#### [Reading text]
GROSS: Bessie Smith recorded in 1927. We'll talk more with her biographer,
Chris Albertson, after a break. This is FRESH AIR.

(Soundbite of music)

GROSS: My guest is Chris Albertson. He's just written a revised edition of
his 1972 biography of Bessie Smith.

Another new piece of Bessie Smith's biography that you've presented in your
biography of her is that Bessie Smith was bisexual. How did you learn that?

Mr. ALBERTSON: I learned that originally from Ruby Smith, Bessie's niece
by marriage, who toured with her for 14 years and told me all kinds of stories
about what was going on backstage. And then, of course, I also spoke to
Bessie's sister-in-law, Maud Smith, who was married to Clarence Smith,
Bessie's brother, who was a comedian with the show and sort of a manager at
one point. And she confirmed all that. And I've subsequently met some older
Harlem residents who remembered Bessie as being a lesbian, but she wasn't
really a lesbian; she just had a huge sexual appetite, and it didn't matter to
her it was male or female.

GROSS: Bessie Smith's husband was Jack Gee. What was their marriage like?

Mr. ALBERTSON: Well, you heard the expression `roller coaster'? Well, this
was a roller coaster. You know, he was a very straight-laced guy. He was a
night watchman in Philadelphia who liked to pretend that he had been a
policeman, even had his picture taken in a sort of a policeman's uniform. And
he never understood show business life. He met Bessie one night; he heard her
at Horan's(ph) and he liked her, and they finally got together. But then when
they married and he came on the road and he saw the way things went backstage
and the sort of the hedonistic life they led, he was appalled by it. But he
loved the money, and he saw the money coming in, so that justified everything.

Point localization data
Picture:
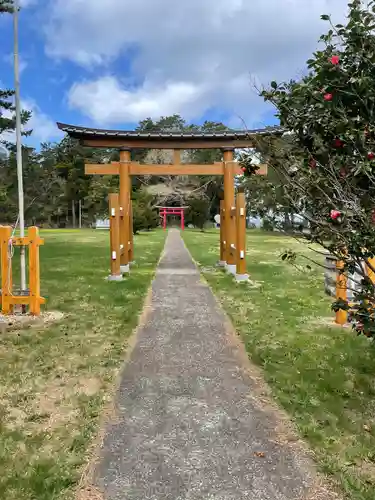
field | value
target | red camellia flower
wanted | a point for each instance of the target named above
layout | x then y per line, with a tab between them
335	214
312	163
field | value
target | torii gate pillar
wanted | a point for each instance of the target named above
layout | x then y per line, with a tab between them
230	212
125	186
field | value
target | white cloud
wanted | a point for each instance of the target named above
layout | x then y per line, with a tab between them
191	56
43	127
9	58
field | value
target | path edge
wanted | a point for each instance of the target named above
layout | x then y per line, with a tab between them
86	489
286	431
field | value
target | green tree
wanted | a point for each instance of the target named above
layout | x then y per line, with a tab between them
330	165
145	216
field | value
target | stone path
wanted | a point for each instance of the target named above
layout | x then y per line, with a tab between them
188	425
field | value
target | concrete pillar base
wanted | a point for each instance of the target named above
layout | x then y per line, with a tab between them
115	277
242	278
231	268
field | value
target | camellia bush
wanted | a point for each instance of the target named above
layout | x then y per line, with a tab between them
326	156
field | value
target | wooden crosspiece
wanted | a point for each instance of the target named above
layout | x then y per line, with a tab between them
136	168
32	298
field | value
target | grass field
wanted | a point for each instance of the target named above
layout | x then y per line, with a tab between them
55	381
324	376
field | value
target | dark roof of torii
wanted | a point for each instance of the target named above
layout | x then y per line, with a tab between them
97	133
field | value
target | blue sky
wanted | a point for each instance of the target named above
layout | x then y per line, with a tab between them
110	64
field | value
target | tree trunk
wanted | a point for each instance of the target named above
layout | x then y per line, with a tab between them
73	214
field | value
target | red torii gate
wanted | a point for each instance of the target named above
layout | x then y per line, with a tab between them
164	211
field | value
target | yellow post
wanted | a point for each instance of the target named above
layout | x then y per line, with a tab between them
223	259
131	236
6	270
124	200
114	220
34	271
341	292
229	204
241	236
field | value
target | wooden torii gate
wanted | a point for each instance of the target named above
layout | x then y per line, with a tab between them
232	233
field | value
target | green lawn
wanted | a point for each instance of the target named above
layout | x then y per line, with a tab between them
323	375
55	381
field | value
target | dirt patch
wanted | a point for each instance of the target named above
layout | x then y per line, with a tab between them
324	321
12	322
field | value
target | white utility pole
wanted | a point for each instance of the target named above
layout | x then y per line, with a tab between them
21	217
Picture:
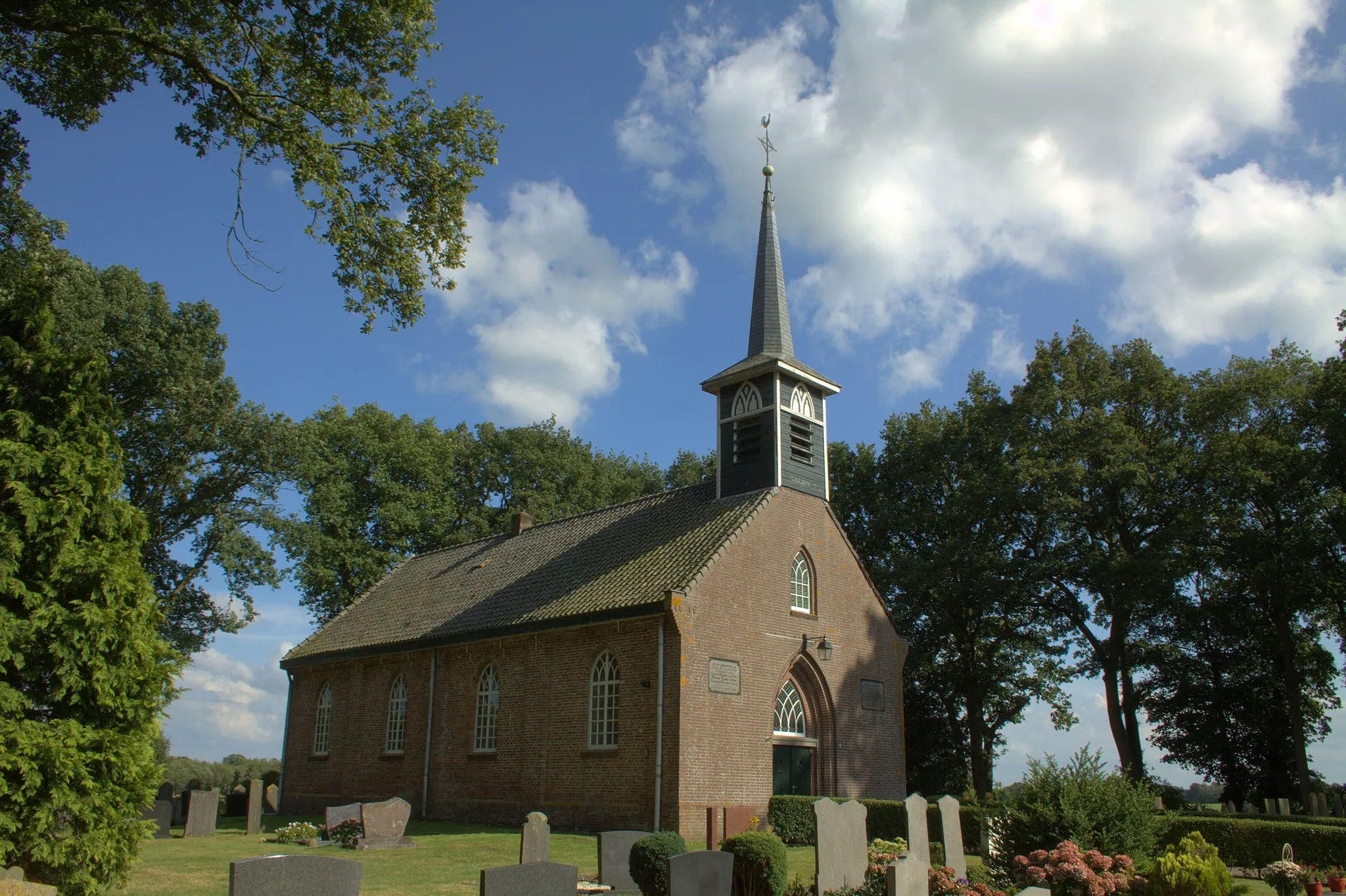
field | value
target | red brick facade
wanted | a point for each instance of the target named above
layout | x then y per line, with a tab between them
716	747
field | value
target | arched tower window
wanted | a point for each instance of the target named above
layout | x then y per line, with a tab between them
322	725
603	684
801	584
488	707
801	401
746	400
395	739
789	711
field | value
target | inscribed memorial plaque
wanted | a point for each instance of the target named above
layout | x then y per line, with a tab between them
724	677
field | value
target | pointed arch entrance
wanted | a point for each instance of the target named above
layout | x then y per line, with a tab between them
804	732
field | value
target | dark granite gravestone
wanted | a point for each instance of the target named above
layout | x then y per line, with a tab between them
254	806
614	859
842	852
294	876
536	843
530	879
706	872
202	813
385	825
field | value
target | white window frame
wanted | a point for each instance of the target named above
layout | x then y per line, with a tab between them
488	709
789	712
323	723
605	683
801	585
395	738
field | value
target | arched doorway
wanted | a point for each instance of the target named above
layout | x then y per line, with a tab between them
802	759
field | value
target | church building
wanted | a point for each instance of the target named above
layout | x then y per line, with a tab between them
625	667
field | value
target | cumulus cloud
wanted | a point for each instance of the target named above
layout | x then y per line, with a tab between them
552	304
923	143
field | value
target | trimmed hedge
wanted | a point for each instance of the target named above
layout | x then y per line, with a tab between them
1256	843
793	821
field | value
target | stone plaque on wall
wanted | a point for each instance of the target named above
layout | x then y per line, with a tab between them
871	694
723	677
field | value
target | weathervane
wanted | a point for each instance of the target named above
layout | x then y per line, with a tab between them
766	145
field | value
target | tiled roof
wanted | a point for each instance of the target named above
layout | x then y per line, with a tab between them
607	560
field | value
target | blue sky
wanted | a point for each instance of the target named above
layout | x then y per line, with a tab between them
955	181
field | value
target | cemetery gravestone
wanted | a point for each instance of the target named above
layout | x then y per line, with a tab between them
254	806
536	843
530	879
614	859
918	837
842	853
706	872
385	825
294	876
909	876
954	856
202	813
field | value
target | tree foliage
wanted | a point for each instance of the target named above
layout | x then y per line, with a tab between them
312	85
84	673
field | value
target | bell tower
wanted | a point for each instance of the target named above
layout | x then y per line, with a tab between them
770	409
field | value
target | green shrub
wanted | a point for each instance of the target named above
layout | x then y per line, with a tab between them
1255	843
649	861
1193	868
760	864
1080	802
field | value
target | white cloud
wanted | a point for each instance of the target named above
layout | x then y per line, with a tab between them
552	303
940	141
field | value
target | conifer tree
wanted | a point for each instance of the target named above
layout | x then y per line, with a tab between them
84	673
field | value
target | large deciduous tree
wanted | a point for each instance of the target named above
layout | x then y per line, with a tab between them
84	673
318	87
946	532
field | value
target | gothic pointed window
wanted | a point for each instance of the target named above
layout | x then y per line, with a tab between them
789	711
603	684
801	584
801	401
746	400
395	738
488	707
322	725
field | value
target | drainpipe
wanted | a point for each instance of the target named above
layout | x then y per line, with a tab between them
659	735
430	725
285	738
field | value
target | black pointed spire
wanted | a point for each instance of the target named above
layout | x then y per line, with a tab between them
769	330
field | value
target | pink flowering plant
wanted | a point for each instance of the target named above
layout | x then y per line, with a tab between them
1068	871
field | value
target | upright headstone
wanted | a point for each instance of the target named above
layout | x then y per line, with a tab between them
254	806
918	836
530	879
385	825
706	872
909	876
536	843
294	876
842	853
614	859
954	856
202	813
337	815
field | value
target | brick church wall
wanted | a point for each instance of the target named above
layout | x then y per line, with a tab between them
733	612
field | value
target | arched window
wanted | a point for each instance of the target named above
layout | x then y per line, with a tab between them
603	684
801	401
801	584
789	711
488	707
396	736
325	719
746	400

#### [Exercise]
Can you copy the full Bessie Smith interview transcript from above, word for word?

#### [Exercise result]
GROSS: Bessie Smith recorded in 1927. We'll talk more with her biographer,
Chris Albertson, after a break. This is FRESH AIR.

(Soundbite of music)

GROSS: My guest is Chris Albertson. He's just written a revised edition of
his 1972 biography of Bessie Smith.

Another new piece of Bessie Smith's biography that you've presented in your
biography of her is that Bessie Smith was bisexual. How did you learn that?

Mr. ALBERTSON: I learned that originally from Ruby Smith, Bessie's niece
by marriage, who toured with her for 14 years and told me all kinds of stories
about what was going on backstage. And then, of course, I also spoke to
Bessie's sister-in-law, Maud Smith, who was married to Clarence Smith,
Bessie's brother, who was a comedian with the show and sort of a manager at
one point. And she confirmed all that. And I've subsequently met some older
Harlem residents who remembered Bessie as being a lesbian, but she wasn't
really a lesbian; she just had a huge sexual appetite, and it didn't matter to
her it was male or female.

GROSS: Bessie Smith's husband was Jack Gee. What was their marriage like?

Mr. ALBERTSON: Well, you heard the expression `roller coaster'? Well, this
was a roller coaster. You know, he was a very straight-laced guy. He was a
night watchman in Philadelphia who liked to pretend that he had been a
policeman, even had his picture taken in a sort of a policeman's uniform. And
he never understood show business life. He met Bessie one night; he heard her
at Horan's(ph) and he liked her, and they finally got together. But then when
they married and he came on the road and he saw the way things went backstage
and the sort of the hedonistic life they led, he was appalled by it. But he
loved the money, and he saw the money coming in, so that justified everything.